[[ PASSAGE open ]]
I grew up with the sense that love hurt. Unless my heart was wrung with anxiety and even a bit of fear, whatever I was feeling was not, I believed, love. My comfort zone included a dynamic in which I had to earn the love of my partner through excellence: being the best cook, lover, housekeeper (that one was really tough for me because I hate housework), most obedient and even anticipating the desires/needs of my partner and spoiling him. It means keeping my kids quiet and out of the way unless they were on their best behaviour, and demanding nothing in return…fidelity and love would be my reward if I was good enough.

Of course, this failed. And my failure generated a lot of fights because I perceived this as my partner’s expectations, and that they were unreasonable (then I married a malignant narcissist and those actually were his expectations and they were still unreasonable.) We would fight because I was stressed by the unreasonable expectations and my partner’s failure to live up to his end of my one-way unspoken bargain: to be faithful and to love me in a way I could feel loved. Because throughout all of this, despite having set up a paradigm in which I was supposed to be able to finally earn my partner’s love and then actually feel loved, it never happened. And no wonder, since I was going about it all wrong…

It took a long time and a lot of therapy to realize that, until I loved me…flaws and all…that I could not feel love from another person. And that was key…it didn’t matter if another person loved me or not because I was in a situation in which I could not feel loved, and what I identified as what I needed in order to feel loved was way off base. I was working against myself…no matter what I tried, I did not ever make the effort to love myself as I was because it actually never occurred to me. I thought that would come when someone else loved me and I felt loved…I needed outside validation—the love of another person—before I could allow myself to love me.
[[ PASSAGE closed ]]
PROBLEM SET ->
1 > Answer these questions about the passage on love:
(a) Which chore does the writer say they hate?
(b) What kind of person did the writer later marry?
(c) Besides a long time, what did it take for the writer to realize they could not feel love from another person without loving themselves?
2 > In the passage on love, the writer names the roles in which they tried to be the best. List them all.
3 > Pick up the passage on love after its final sentence and add a few more sentences in the same voice.
[[ DATA EXTRACTS open ]]
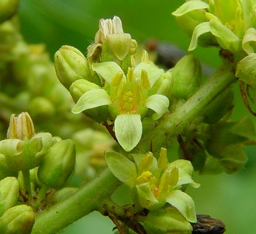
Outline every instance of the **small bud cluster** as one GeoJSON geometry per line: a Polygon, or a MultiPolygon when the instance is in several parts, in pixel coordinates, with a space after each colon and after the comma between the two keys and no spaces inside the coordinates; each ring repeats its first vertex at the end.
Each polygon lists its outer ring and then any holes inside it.
{"type": "Polygon", "coordinates": [[[136,47],[115,16],[100,21],[87,58],[67,45],[54,57],[58,78],[76,103],[72,112],[113,125],[116,138],[126,151],[140,141],[145,117],[159,119],[170,101],[187,99],[201,83],[200,66],[193,56],[164,72],[149,60],[145,51],[135,62],[136,47]]]}
{"type": "Polygon", "coordinates": [[[12,115],[7,139],[0,141],[0,233],[30,233],[45,192],[66,184],[75,162],[71,139],[36,133],[27,112],[12,115]]]}

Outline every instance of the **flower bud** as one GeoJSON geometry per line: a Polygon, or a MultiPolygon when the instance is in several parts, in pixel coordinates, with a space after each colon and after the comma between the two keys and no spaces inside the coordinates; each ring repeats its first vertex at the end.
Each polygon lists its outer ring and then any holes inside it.
{"type": "Polygon", "coordinates": [[[71,139],[54,144],[44,154],[37,171],[39,180],[54,189],[60,189],[67,182],[76,162],[75,146],[71,139]]]}
{"type": "Polygon", "coordinates": [[[187,99],[201,83],[201,66],[192,55],[182,57],[172,70],[172,95],[177,98],[187,99]]]}
{"type": "Polygon", "coordinates": [[[15,177],[6,177],[0,181],[0,216],[13,207],[19,197],[19,182],[15,177]]]}
{"type": "Polygon", "coordinates": [[[101,87],[86,80],[77,80],[72,83],[69,88],[70,94],[76,103],[81,96],[88,91],[99,89],[101,87]]]}
{"type": "Polygon", "coordinates": [[[29,234],[34,223],[35,216],[32,208],[26,205],[10,208],[0,218],[0,233],[29,234]]]}
{"type": "Polygon", "coordinates": [[[0,23],[11,17],[17,11],[19,0],[5,0],[0,2],[0,23]]]}
{"type": "Polygon", "coordinates": [[[31,139],[34,133],[33,122],[27,112],[22,112],[17,117],[15,117],[15,114],[11,116],[7,138],[31,139]]]}
{"type": "Polygon", "coordinates": [[[54,55],[55,70],[61,83],[68,90],[79,79],[91,80],[88,62],[77,49],[63,45],[54,55]]]}
{"type": "Polygon", "coordinates": [[[190,234],[190,223],[175,208],[150,211],[142,223],[147,233],[190,234]]]}

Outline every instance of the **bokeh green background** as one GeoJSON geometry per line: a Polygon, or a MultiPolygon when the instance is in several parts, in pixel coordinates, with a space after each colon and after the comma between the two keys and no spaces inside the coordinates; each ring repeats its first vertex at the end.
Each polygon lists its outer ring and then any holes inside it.
{"type": "MultiPolygon", "coordinates": [[[[65,44],[86,52],[97,30],[99,19],[116,15],[122,19],[124,31],[139,43],[156,38],[186,49],[189,38],[171,16],[182,2],[181,0],[21,0],[21,30],[29,43],[44,43],[52,58],[65,44]]],[[[220,63],[218,53],[217,49],[202,47],[193,52],[214,67],[220,63]]],[[[237,119],[247,111],[238,87],[235,85],[234,89],[234,118],[237,119]]],[[[231,176],[195,174],[195,180],[201,186],[189,191],[195,200],[197,213],[209,214],[224,222],[227,234],[256,233],[256,147],[250,146],[246,150],[249,162],[243,170],[231,176]]],[[[94,212],[60,233],[109,234],[114,227],[108,218],[94,212]]]]}

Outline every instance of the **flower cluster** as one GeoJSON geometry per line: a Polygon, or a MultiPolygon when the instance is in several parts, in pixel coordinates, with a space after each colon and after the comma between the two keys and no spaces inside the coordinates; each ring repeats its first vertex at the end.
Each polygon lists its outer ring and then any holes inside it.
{"type": "Polygon", "coordinates": [[[111,121],[127,151],[140,139],[142,119],[145,116],[158,119],[167,111],[169,100],[165,95],[172,84],[171,74],[150,63],[145,52],[135,63],[136,47],[115,16],[100,21],[87,58],[67,45],[55,55],[58,78],[76,102],[72,112],[83,112],[99,123],[111,121]]]}
{"type": "Polygon", "coordinates": [[[117,152],[106,154],[109,169],[130,189],[134,203],[149,210],[158,210],[167,203],[188,221],[195,222],[194,201],[183,192],[185,185],[199,186],[191,178],[194,171],[191,162],[180,159],[168,163],[164,148],[161,149],[158,160],[152,152],[131,156],[134,162],[117,152]]]}
{"type": "Polygon", "coordinates": [[[203,44],[219,44],[234,54],[242,50],[250,54],[254,52],[256,41],[255,7],[250,0],[192,0],[172,14],[187,32],[193,32],[189,50],[195,49],[199,37],[204,35],[203,44]],[[193,24],[184,24],[193,17],[193,24]],[[209,33],[212,37],[209,37],[209,33]]]}

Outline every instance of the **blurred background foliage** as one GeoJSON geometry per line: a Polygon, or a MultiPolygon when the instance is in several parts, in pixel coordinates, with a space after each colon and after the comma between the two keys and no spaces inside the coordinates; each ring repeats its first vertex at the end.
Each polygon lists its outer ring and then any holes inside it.
{"type": "MultiPolygon", "coordinates": [[[[94,40],[101,18],[121,17],[125,32],[138,43],[149,39],[169,42],[184,50],[190,39],[171,16],[181,0],[21,0],[19,18],[21,32],[29,44],[44,43],[53,58],[62,45],[70,45],[86,53],[94,40]]],[[[194,54],[213,67],[220,64],[216,48],[199,47],[194,54]]],[[[237,85],[234,118],[249,115],[240,98],[237,85]]],[[[253,118],[253,117],[252,117],[253,118]]],[[[255,123],[256,119],[255,119],[255,123]]],[[[201,184],[189,191],[197,213],[209,214],[222,220],[227,234],[254,234],[256,230],[256,147],[247,149],[249,161],[235,175],[195,175],[201,184]]],[[[109,234],[114,224],[107,217],[94,212],[61,233],[109,234]]]]}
[[ DATA EXTRACTS closed ]]
ANSWERS FOR THIS EXERCISE ->
1 >
(a) Housework.
(b) A malignant narcissist.
(c) A lot of therapy.

2 > Cook, lover, housekeeper.

3 >
One of my biggest epiphanies came when I realized that without respect there is no love. A person who does not respect you and your very humanness does not love you. Oh, s/he may be obsessed with you, but without respect, there is no love. We mistake many things for love: obsession, passion, need, even fear…but the single most important component of love is respect for it is from respect that compassion and empathy grow, and without those, love is simply not possible.

We know what it feels like to feel unloved and some of us, simplistically, believe that whatever makes us feel unloved, the opposite will make us feel loved. For the most part, this is incorrect. This is like thinking that if we do the opposite of what our narcissistic parents did, we will be good parents and loved by our children: nope…extremes don’t work whether it is the extreme of non-nurturing narcissistic parenting or its opposite number of smothering and indulging a child’s every whim. And it doesn’t work for love, either, especially when you consider that, growing up conditioned to feel “normal” in being disrespected and unloved, the opposite might feel cloying and even mocking. Why? Because, simply, we don’t know how to handle it and we aren’t very experienced at accepting true expressions of love. We may even be suspicious of someone who treats us with the respect and kindness every human being deserves because we did nothing to earn it.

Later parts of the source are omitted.